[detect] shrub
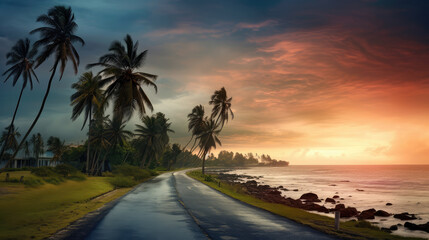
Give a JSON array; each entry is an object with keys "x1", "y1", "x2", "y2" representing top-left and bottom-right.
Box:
[
  {"x1": 102, "y1": 171, "x2": 114, "y2": 177},
  {"x1": 31, "y1": 167, "x2": 56, "y2": 177},
  {"x1": 23, "y1": 177, "x2": 44, "y2": 187},
  {"x1": 108, "y1": 176, "x2": 137, "y2": 188},
  {"x1": 112, "y1": 164, "x2": 151, "y2": 181},
  {"x1": 44, "y1": 176, "x2": 65, "y2": 185},
  {"x1": 68, "y1": 171, "x2": 87, "y2": 181},
  {"x1": 54, "y1": 164, "x2": 77, "y2": 177},
  {"x1": 204, "y1": 175, "x2": 215, "y2": 182}
]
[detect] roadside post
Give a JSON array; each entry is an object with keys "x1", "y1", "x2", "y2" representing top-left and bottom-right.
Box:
[{"x1": 335, "y1": 211, "x2": 340, "y2": 230}]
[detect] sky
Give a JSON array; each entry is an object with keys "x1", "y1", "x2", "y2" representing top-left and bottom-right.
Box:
[{"x1": 0, "y1": 0, "x2": 428, "y2": 165}]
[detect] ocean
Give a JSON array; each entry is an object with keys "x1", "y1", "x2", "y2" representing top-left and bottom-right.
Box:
[{"x1": 229, "y1": 165, "x2": 429, "y2": 239}]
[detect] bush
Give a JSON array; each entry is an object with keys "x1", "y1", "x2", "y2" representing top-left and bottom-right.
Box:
[
  {"x1": 112, "y1": 164, "x2": 151, "y2": 181},
  {"x1": 108, "y1": 176, "x2": 137, "y2": 188},
  {"x1": 44, "y1": 176, "x2": 65, "y2": 185},
  {"x1": 204, "y1": 175, "x2": 215, "y2": 182},
  {"x1": 31, "y1": 167, "x2": 57, "y2": 177},
  {"x1": 102, "y1": 171, "x2": 114, "y2": 177},
  {"x1": 54, "y1": 164, "x2": 77, "y2": 177},
  {"x1": 23, "y1": 177, "x2": 44, "y2": 187},
  {"x1": 68, "y1": 171, "x2": 87, "y2": 181}
]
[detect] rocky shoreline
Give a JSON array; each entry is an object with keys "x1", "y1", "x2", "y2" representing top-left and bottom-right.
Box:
[{"x1": 213, "y1": 172, "x2": 429, "y2": 234}]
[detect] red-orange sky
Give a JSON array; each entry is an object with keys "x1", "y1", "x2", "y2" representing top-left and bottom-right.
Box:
[{"x1": 1, "y1": 0, "x2": 428, "y2": 164}]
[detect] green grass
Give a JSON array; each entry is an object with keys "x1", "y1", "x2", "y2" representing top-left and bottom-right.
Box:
[
  {"x1": 0, "y1": 171, "x2": 133, "y2": 240},
  {"x1": 187, "y1": 170, "x2": 423, "y2": 240}
]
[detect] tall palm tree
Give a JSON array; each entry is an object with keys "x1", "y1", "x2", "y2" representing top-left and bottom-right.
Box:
[
  {"x1": 209, "y1": 87, "x2": 234, "y2": 129},
  {"x1": 87, "y1": 34, "x2": 157, "y2": 121},
  {"x1": 88, "y1": 115, "x2": 111, "y2": 175},
  {"x1": 47, "y1": 136, "x2": 66, "y2": 165},
  {"x1": 185, "y1": 105, "x2": 205, "y2": 151},
  {"x1": 196, "y1": 118, "x2": 221, "y2": 174},
  {"x1": 70, "y1": 71, "x2": 104, "y2": 173},
  {"x1": 5, "y1": 6, "x2": 84, "y2": 169},
  {"x1": 31, "y1": 133, "x2": 44, "y2": 167},
  {"x1": 0, "y1": 38, "x2": 39, "y2": 161}
]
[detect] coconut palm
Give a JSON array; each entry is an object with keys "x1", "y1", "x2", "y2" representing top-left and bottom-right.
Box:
[
  {"x1": 135, "y1": 113, "x2": 173, "y2": 168},
  {"x1": 168, "y1": 143, "x2": 182, "y2": 170},
  {"x1": 0, "y1": 38, "x2": 39, "y2": 161},
  {"x1": 185, "y1": 105, "x2": 205, "y2": 151},
  {"x1": 47, "y1": 136, "x2": 66, "y2": 165},
  {"x1": 88, "y1": 115, "x2": 111, "y2": 175},
  {"x1": 105, "y1": 118, "x2": 133, "y2": 148},
  {"x1": 87, "y1": 34, "x2": 157, "y2": 121},
  {"x1": 31, "y1": 133, "x2": 44, "y2": 167},
  {"x1": 196, "y1": 118, "x2": 221, "y2": 174},
  {"x1": 6, "y1": 6, "x2": 84, "y2": 168},
  {"x1": 209, "y1": 87, "x2": 234, "y2": 129},
  {"x1": 70, "y1": 71, "x2": 105, "y2": 173},
  {"x1": 0, "y1": 125, "x2": 21, "y2": 155}
]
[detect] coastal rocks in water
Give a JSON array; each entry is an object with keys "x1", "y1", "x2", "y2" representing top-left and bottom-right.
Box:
[
  {"x1": 404, "y1": 222, "x2": 429, "y2": 233},
  {"x1": 358, "y1": 209, "x2": 376, "y2": 220},
  {"x1": 394, "y1": 212, "x2": 417, "y2": 221},
  {"x1": 302, "y1": 203, "x2": 329, "y2": 213},
  {"x1": 335, "y1": 204, "x2": 346, "y2": 210},
  {"x1": 389, "y1": 225, "x2": 398, "y2": 231},
  {"x1": 374, "y1": 210, "x2": 391, "y2": 217},
  {"x1": 325, "y1": 198, "x2": 336, "y2": 204},
  {"x1": 339, "y1": 207, "x2": 359, "y2": 218},
  {"x1": 386, "y1": 203, "x2": 393, "y2": 206},
  {"x1": 300, "y1": 193, "x2": 319, "y2": 202}
]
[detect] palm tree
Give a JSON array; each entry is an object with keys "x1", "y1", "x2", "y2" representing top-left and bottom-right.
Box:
[
  {"x1": 209, "y1": 87, "x2": 234, "y2": 129},
  {"x1": 87, "y1": 34, "x2": 157, "y2": 121},
  {"x1": 0, "y1": 125, "x2": 21, "y2": 155},
  {"x1": 0, "y1": 38, "x2": 39, "y2": 161},
  {"x1": 5, "y1": 6, "x2": 84, "y2": 169},
  {"x1": 185, "y1": 105, "x2": 205, "y2": 151},
  {"x1": 47, "y1": 136, "x2": 66, "y2": 165},
  {"x1": 31, "y1": 133, "x2": 44, "y2": 167},
  {"x1": 168, "y1": 143, "x2": 182, "y2": 170},
  {"x1": 70, "y1": 71, "x2": 105, "y2": 173},
  {"x1": 88, "y1": 115, "x2": 111, "y2": 175},
  {"x1": 135, "y1": 113, "x2": 174, "y2": 168},
  {"x1": 102, "y1": 118, "x2": 133, "y2": 172},
  {"x1": 196, "y1": 118, "x2": 222, "y2": 174}
]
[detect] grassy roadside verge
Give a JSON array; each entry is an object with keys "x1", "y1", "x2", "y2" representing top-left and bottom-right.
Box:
[
  {"x1": 187, "y1": 170, "x2": 423, "y2": 240},
  {"x1": 0, "y1": 169, "x2": 152, "y2": 240}
]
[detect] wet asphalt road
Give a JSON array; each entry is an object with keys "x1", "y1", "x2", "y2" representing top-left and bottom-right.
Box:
[
  {"x1": 86, "y1": 170, "x2": 336, "y2": 240},
  {"x1": 85, "y1": 173, "x2": 206, "y2": 240}
]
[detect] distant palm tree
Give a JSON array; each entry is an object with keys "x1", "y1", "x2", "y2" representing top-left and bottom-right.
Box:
[
  {"x1": 102, "y1": 118, "x2": 133, "y2": 172},
  {"x1": 196, "y1": 118, "x2": 221, "y2": 174},
  {"x1": 31, "y1": 133, "x2": 44, "y2": 167},
  {"x1": 70, "y1": 71, "x2": 104, "y2": 173},
  {"x1": 185, "y1": 105, "x2": 205, "y2": 151},
  {"x1": 168, "y1": 143, "x2": 182, "y2": 170},
  {"x1": 47, "y1": 136, "x2": 66, "y2": 165},
  {"x1": 135, "y1": 113, "x2": 173, "y2": 168},
  {"x1": 0, "y1": 38, "x2": 39, "y2": 161},
  {"x1": 88, "y1": 115, "x2": 111, "y2": 175},
  {"x1": 87, "y1": 34, "x2": 157, "y2": 121},
  {"x1": 0, "y1": 125, "x2": 21, "y2": 154},
  {"x1": 6, "y1": 6, "x2": 84, "y2": 168},
  {"x1": 209, "y1": 87, "x2": 234, "y2": 129},
  {"x1": 23, "y1": 141, "x2": 31, "y2": 158}
]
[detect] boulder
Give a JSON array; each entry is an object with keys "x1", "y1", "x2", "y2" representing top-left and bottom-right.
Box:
[
  {"x1": 335, "y1": 204, "x2": 345, "y2": 210},
  {"x1": 374, "y1": 210, "x2": 391, "y2": 217},
  {"x1": 389, "y1": 225, "x2": 398, "y2": 231},
  {"x1": 358, "y1": 209, "x2": 376, "y2": 220},
  {"x1": 300, "y1": 193, "x2": 319, "y2": 202},
  {"x1": 404, "y1": 222, "x2": 429, "y2": 233},
  {"x1": 333, "y1": 195, "x2": 340, "y2": 199},
  {"x1": 394, "y1": 213, "x2": 417, "y2": 221},
  {"x1": 325, "y1": 198, "x2": 336, "y2": 204},
  {"x1": 339, "y1": 207, "x2": 359, "y2": 218},
  {"x1": 386, "y1": 203, "x2": 392, "y2": 206}
]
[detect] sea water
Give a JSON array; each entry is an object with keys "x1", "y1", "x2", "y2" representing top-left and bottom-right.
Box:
[{"x1": 229, "y1": 165, "x2": 429, "y2": 239}]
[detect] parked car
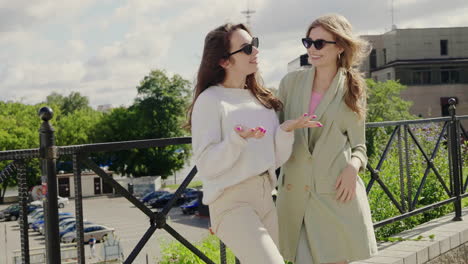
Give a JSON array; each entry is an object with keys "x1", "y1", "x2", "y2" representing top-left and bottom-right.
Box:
[
  {"x1": 180, "y1": 199, "x2": 199, "y2": 215},
  {"x1": 149, "y1": 193, "x2": 185, "y2": 209},
  {"x1": 61, "y1": 224, "x2": 114, "y2": 244},
  {"x1": 40, "y1": 217, "x2": 79, "y2": 235},
  {"x1": 59, "y1": 221, "x2": 93, "y2": 238},
  {"x1": 31, "y1": 196, "x2": 69, "y2": 208},
  {"x1": 31, "y1": 212, "x2": 72, "y2": 232},
  {"x1": 0, "y1": 204, "x2": 39, "y2": 221},
  {"x1": 140, "y1": 191, "x2": 169, "y2": 204},
  {"x1": 37, "y1": 215, "x2": 74, "y2": 234},
  {"x1": 181, "y1": 188, "x2": 201, "y2": 201},
  {"x1": 26, "y1": 208, "x2": 44, "y2": 223}
]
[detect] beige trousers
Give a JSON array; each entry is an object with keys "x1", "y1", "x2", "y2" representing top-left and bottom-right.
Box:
[{"x1": 209, "y1": 173, "x2": 284, "y2": 264}]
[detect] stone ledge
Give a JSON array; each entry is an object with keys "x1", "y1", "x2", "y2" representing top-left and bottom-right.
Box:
[{"x1": 351, "y1": 207, "x2": 468, "y2": 264}]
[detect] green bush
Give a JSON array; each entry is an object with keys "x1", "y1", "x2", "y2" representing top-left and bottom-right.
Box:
[{"x1": 158, "y1": 235, "x2": 236, "y2": 264}]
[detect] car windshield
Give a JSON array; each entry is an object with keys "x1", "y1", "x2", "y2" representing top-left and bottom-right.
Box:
[
  {"x1": 160, "y1": 194, "x2": 173, "y2": 199},
  {"x1": 7, "y1": 205, "x2": 19, "y2": 211},
  {"x1": 63, "y1": 225, "x2": 76, "y2": 233},
  {"x1": 142, "y1": 192, "x2": 154, "y2": 199}
]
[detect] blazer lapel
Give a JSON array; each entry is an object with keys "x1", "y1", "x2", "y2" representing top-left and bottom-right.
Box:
[
  {"x1": 308, "y1": 68, "x2": 347, "y2": 153},
  {"x1": 300, "y1": 67, "x2": 314, "y2": 148},
  {"x1": 312, "y1": 68, "x2": 345, "y2": 120}
]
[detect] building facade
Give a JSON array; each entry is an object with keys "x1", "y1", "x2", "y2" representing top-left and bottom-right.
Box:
[{"x1": 361, "y1": 27, "x2": 468, "y2": 118}]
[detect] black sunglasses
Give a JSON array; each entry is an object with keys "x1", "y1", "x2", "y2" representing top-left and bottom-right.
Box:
[
  {"x1": 302, "y1": 38, "x2": 336, "y2": 50},
  {"x1": 227, "y1": 37, "x2": 259, "y2": 57}
]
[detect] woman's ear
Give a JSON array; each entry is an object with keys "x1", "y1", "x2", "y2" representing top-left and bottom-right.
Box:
[{"x1": 219, "y1": 58, "x2": 230, "y2": 69}]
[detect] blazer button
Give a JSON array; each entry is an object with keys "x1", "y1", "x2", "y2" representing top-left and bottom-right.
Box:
[
  {"x1": 304, "y1": 185, "x2": 310, "y2": 192},
  {"x1": 287, "y1": 184, "x2": 293, "y2": 191}
]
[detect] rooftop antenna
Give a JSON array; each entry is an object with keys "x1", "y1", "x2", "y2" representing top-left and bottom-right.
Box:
[
  {"x1": 241, "y1": 1, "x2": 255, "y2": 28},
  {"x1": 391, "y1": 0, "x2": 397, "y2": 30}
]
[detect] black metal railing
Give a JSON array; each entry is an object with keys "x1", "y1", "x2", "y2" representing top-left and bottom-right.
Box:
[
  {"x1": 0, "y1": 99, "x2": 466, "y2": 264},
  {"x1": 365, "y1": 100, "x2": 467, "y2": 228}
]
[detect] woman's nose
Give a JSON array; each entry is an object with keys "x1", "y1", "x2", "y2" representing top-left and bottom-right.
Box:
[{"x1": 252, "y1": 46, "x2": 259, "y2": 55}]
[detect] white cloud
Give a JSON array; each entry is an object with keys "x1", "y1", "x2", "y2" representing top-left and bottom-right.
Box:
[{"x1": 0, "y1": 0, "x2": 467, "y2": 107}]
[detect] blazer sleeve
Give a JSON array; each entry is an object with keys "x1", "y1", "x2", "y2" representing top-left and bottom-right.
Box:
[
  {"x1": 346, "y1": 111, "x2": 368, "y2": 173},
  {"x1": 191, "y1": 92, "x2": 248, "y2": 180}
]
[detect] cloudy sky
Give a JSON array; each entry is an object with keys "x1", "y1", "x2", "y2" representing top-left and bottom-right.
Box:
[{"x1": 1, "y1": 0, "x2": 467, "y2": 108}]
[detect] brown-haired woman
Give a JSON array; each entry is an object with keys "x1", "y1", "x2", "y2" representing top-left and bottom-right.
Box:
[
  {"x1": 187, "y1": 23, "x2": 322, "y2": 263},
  {"x1": 276, "y1": 14, "x2": 378, "y2": 264}
]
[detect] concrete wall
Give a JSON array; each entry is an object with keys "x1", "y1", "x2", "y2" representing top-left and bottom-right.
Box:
[
  {"x1": 426, "y1": 243, "x2": 468, "y2": 264},
  {"x1": 400, "y1": 84, "x2": 468, "y2": 118},
  {"x1": 371, "y1": 67, "x2": 396, "y2": 82}
]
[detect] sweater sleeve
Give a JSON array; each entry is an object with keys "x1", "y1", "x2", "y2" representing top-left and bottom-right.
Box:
[
  {"x1": 273, "y1": 75, "x2": 295, "y2": 168},
  {"x1": 274, "y1": 124, "x2": 294, "y2": 168},
  {"x1": 191, "y1": 91, "x2": 248, "y2": 180}
]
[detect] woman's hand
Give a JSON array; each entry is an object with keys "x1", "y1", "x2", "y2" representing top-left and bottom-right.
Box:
[
  {"x1": 280, "y1": 113, "x2": 323, "y2": 132},
  {"x1": 335, "y1": 157, "x2": 361, "y2": 203},
  {"x1": 233, "y1": 125, "x2": 267, "y2": 139}
]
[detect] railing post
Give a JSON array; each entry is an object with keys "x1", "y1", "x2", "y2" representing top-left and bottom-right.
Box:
[
  {"x1": 73, "y1": 154, "x2": 86, "y2": 263},
  {"x1": 38, "y1": 107, "x2": 62, "y2": 262},
  {"x1": 220, "y1": 240, "x2": 227, "y2": 264},
  {"x1": 17, "y1": 160, "x2": 30, "y2": 264},
  {"x1": 448, "y1": 99, "x2": 462, "y2": 221}
]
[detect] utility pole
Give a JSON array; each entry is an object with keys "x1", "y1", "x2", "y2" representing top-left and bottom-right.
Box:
[{"x1": 241, "y1": 1, "x2": 255, "y2": 28}]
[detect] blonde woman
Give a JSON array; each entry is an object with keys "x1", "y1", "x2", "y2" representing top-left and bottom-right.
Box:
[{"x1": 276, "y1": 14, "x2": 378, "y2": 264}]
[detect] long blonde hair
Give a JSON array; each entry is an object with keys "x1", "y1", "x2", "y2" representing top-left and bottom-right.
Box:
[{"x1": 307, "y1": 14, "x2": 370, "y2": 119}]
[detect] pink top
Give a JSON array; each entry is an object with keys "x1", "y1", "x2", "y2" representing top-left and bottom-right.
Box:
[{"x1": 309, "y1": 91, "x2": 323, "y2": 115}]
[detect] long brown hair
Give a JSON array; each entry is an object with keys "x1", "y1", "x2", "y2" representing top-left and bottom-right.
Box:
[
  {"x1": 185, "y1": 23, "x2": 282, "y2": 129},
  {"x1": 306, "y1": 14, "x2": 370, "y2": 119}
]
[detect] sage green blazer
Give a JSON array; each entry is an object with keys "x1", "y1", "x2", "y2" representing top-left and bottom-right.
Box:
[{"x1": 276, "y1": 67, "x2": 377, "y2": 262}]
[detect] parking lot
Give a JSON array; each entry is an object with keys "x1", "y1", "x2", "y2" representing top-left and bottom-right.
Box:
[{"x1": 0, "y1": 195, "x2": 211, "y2": 264}]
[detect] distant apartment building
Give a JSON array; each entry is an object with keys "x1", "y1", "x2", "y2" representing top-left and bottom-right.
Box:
[
  {"x1": 288, "y1": 27, "x2": 468, "y2": 119},
  {"x1": 97, "y1": 104, "x2": 113, "y2": 112},
  {"x1": 362, "y1": 27, "x2": 468, "y2": 119}
]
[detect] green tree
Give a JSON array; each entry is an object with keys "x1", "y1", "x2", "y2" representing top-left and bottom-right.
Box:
[
  {"x1": 0, "y1": 100, "x2": 103, "y2": 202},
  {"x1": 45, "y1": 91, "x2": 91, "y2": 115},
  {"x1": 365, "y1": 79, "x2": 416, "y2": 158},
  {"x1": 95, "y1": 70, "x2": 192, "y2": 178},
  {"x1": 55, "y1": 108, "x2": 103, "y2": 146},
  {"x1": 0, "y1": 102, "x2": 42, "y2": 203}
]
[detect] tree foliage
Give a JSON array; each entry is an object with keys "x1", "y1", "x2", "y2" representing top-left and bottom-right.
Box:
[
  {"x1": 94, "y1": 70, "x2": 192, "y2": 178},
  {"x1": 46, "y1": 91, "x2": 91, "y2": 115},
  {"x1": 365, "y1": 79, "x2": 416, "y2": 158}
]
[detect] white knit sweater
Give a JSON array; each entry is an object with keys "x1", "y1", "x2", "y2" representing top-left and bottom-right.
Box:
[{"x1": 191, "y1": 85, "x2": 294, "y2": 204}]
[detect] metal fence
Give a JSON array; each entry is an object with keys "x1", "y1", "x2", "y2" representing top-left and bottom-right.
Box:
[{"x1": 0, "y1": 99, "x2": 466, "y2": 264}]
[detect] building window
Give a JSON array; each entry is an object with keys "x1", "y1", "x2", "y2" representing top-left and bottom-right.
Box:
[
  {"x1": 412, "y1": 70, "x2": 432, "y2": 85},
  {"x1": 370, "y1": 49, "x2": 377, "y2": 69},
  {"x1": 383, "y1": 48, "x2": 387, "y2": 64},
  {"x1": 440, "y1": 40, "x2": 448, "y2": 56},
  {"x1": 441, "y1": 70, "x2": 460, "y2": 84},
  {"x1": 387, "y1": 72, "x2": 391, "y2": 80}
]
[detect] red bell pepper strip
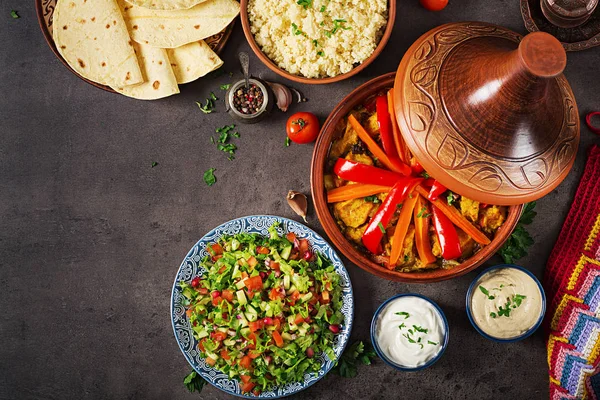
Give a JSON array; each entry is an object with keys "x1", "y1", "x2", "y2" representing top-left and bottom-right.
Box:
[
  {"x1": 333, "y1": 159, "x2": 405, "y2": 187},
  {"x1": 431, "y1": 205, "x2": 462, "y2": 260},
  {"x1": 362, "y1": 178, "x2": 422, "y2": 254},
  {"x1": 376, "y1": 95, "x2": 397, "y2": 158},
  {"x1": 427, "y1": 180, "x2": 447, "y2": 201},
  {"x1": 410, "y1": 159, "x2": 425, "y2": 175}
]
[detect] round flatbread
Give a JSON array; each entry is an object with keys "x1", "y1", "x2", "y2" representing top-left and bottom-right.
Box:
[
  {"x1": 54, "y1": 0, "x2": 143, "y2": 87},
  {"x1": 166, "y1": 41, "x2": 224, "y2": 84},
  {"x1": 119, "y1": 0, "x2": 240, "y2": 48},
  {"x1": 124, "y1": 0, "x2": 209, "y2": 11},
  {"x1": 111, "y1": 41, "x2": 179, "y2": 100}
]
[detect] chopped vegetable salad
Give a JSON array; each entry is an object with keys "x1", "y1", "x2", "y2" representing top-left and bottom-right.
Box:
[{"x1": 180, "y1": 224, "x2": 344, "y2": 395}]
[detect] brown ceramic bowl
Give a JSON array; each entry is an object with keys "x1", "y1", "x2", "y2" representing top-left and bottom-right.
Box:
[
  {"x1": 310, "y1": 72, "x2": 524, "y2": 283},
  {"x1": 239, "y1": 0, "x2": 396, "y2": 84}
]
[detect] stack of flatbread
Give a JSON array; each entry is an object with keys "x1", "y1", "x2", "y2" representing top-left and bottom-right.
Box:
[{"x1": 53, "y1": 0, "x2": 239, "y2": 100}]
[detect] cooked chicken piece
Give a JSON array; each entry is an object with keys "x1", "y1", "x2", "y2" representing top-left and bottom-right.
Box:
[
  {"x1": 478, "y1": 205, "x2": 507, "y2": 233},
  {"x1": 391, "y1": 225, "x2": 417, "y2": 267},
  {"x1": 457, "y1": 228, "x2": 476, "y2": 258},
  {"x1": 345, "y1": 152, "x2": 373, "y2": 166},
  {"x1": 333, "y1": 198, "x2": 375, "y2": 228},
  {"x1": 365, "y1": 113, "x2": 380, "y2": 136},
  {"x1": 431, "y1": 233, "x2": 441, "y2": 258},
  {"x1": 460, "y1": 197, "x2": 480, "y2": 223},
  {"x1": 329, "y1": 117, "x2": 359, "y2": 159},
  {"x1": 324, "y1": 174, "x2": 336, "y2": 191},
  {"x1": 345, "y1": 224, "x2": 367, "y2": 245}
]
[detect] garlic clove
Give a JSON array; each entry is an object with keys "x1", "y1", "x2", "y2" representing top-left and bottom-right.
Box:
[
  {"x1": 267, "y1": 82, "x2": 293, "y2": 112},
  {"x1": 287, "y1": 190, "x2": 308, "y2": 223}
]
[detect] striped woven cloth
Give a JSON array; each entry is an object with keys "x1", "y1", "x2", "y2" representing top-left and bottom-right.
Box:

+ + +

What you should do >>
Copy out, exactly as written, the line that contains "[detect] cooked chicken piece" along with every line that comes after it in the material above, and nothing else.

Finished task >>
[detect] cooked chicken piece
Give a JSON array; each entry is an object with keys "x1", "y1", "x2", "y2" representing top-left and bottom-right.
Box:
[
  {"x1": 478, "y1": 205, "x2": 507, "y2": 233},
  {"x1": 391, "y1": 225, "x2": 417, "y2": 267},
  {"x1": 457, "y1": 228, "x2": 476, "y2": 258},
  {"x1": 345, "y1": 152, "x2": 373, "y2": 166},
  {"x1": 333, "y1": 198, "x2": 375, "y2": 228},
  {"x1": 365, "y1": 113, "x2": 380, "y2": 136},
  {"x1": 431, "y1": 233, "x2": 441, "y2": 258},
  {"x1": 460, "y1": 197, "x2": 480, "y2": 223},
  {"x1": 329, "y1": 117, "x2": 359, "y2": 159},
  {"x1": 324, "y1": 174, "x2": 336, "y2": 191},
  {"x1": 345, "y1": 224, "x2": 367, "y2": 245}
]
[detect] garlic clove
Give a JSON array; each entry is an object with keys "x1", "y1", "x2", "y2" representing top-left and bottom-right.
Box:
[
  {"x1": 267, "y1": 82, "x2": 293, "y2": 112},
  {"x1": 287, "y1": 190, "x2": 308, "y2": 223}
]
[detect] striped woven cloth
Give a JSON array; each entry is an object with keys "x1", "y1", "x2", "y2" representing top-left and bottom-right.
Box:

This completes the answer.